Identify every line in the entries below that contains the word "instance" and copy each of those lines. Matching is case-sensitive.

— START Supplied records —

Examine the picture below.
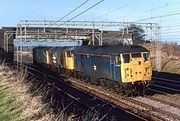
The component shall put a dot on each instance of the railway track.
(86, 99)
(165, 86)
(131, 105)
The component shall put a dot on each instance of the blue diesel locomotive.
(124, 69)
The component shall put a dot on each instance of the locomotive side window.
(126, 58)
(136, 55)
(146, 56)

— END Supplied records —
— START Supplied records —

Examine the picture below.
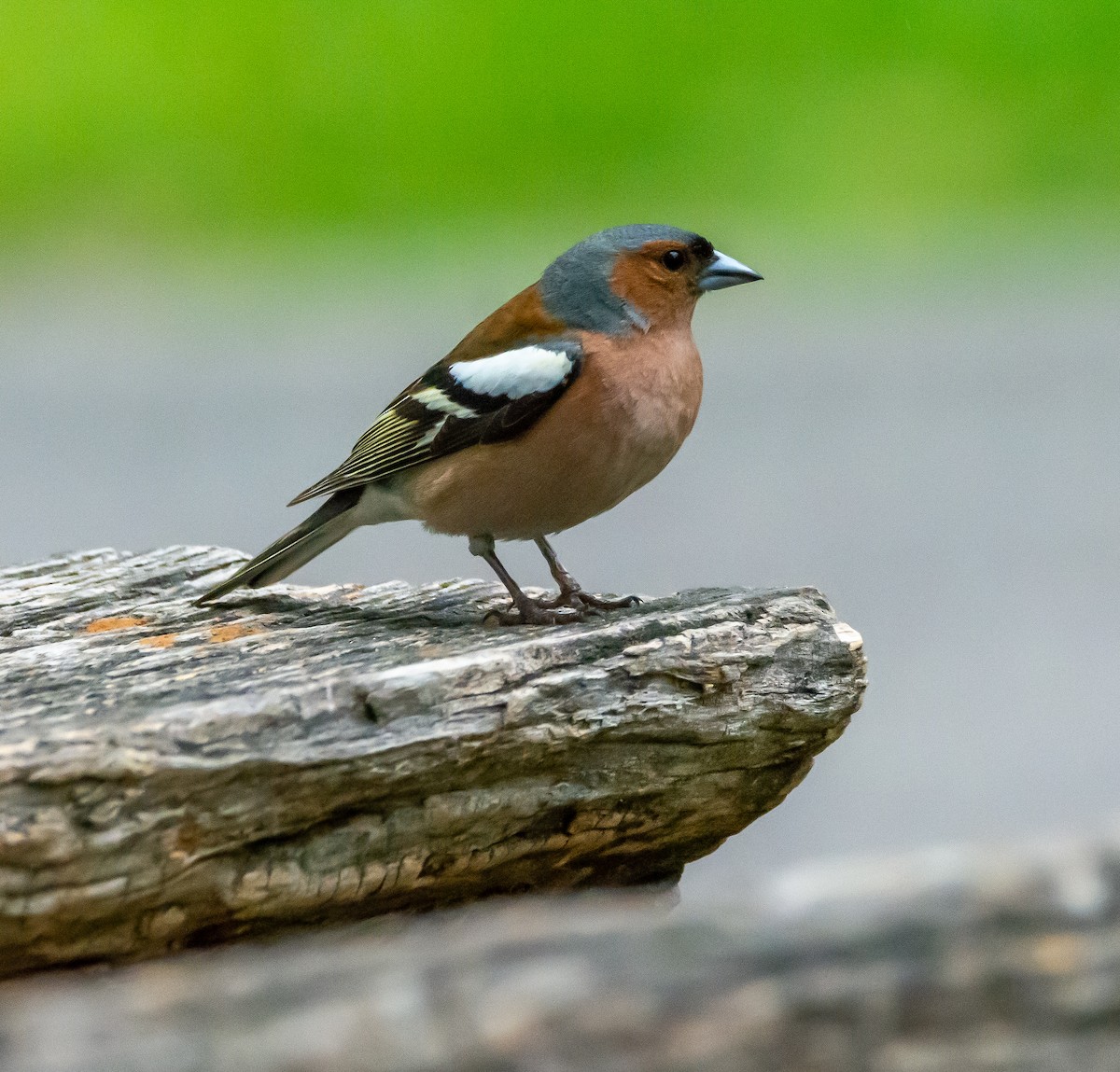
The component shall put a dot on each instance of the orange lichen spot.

— END Supplied records —

* [Written response]
The component shall put a dot on each instance of the railway track.
The component shall put a dot on each instance of the blue diesel locomotive.
The component shall put a dot on each instance of the locomotive side window.
The component shall put a dot on each instance of the orange lichen spot.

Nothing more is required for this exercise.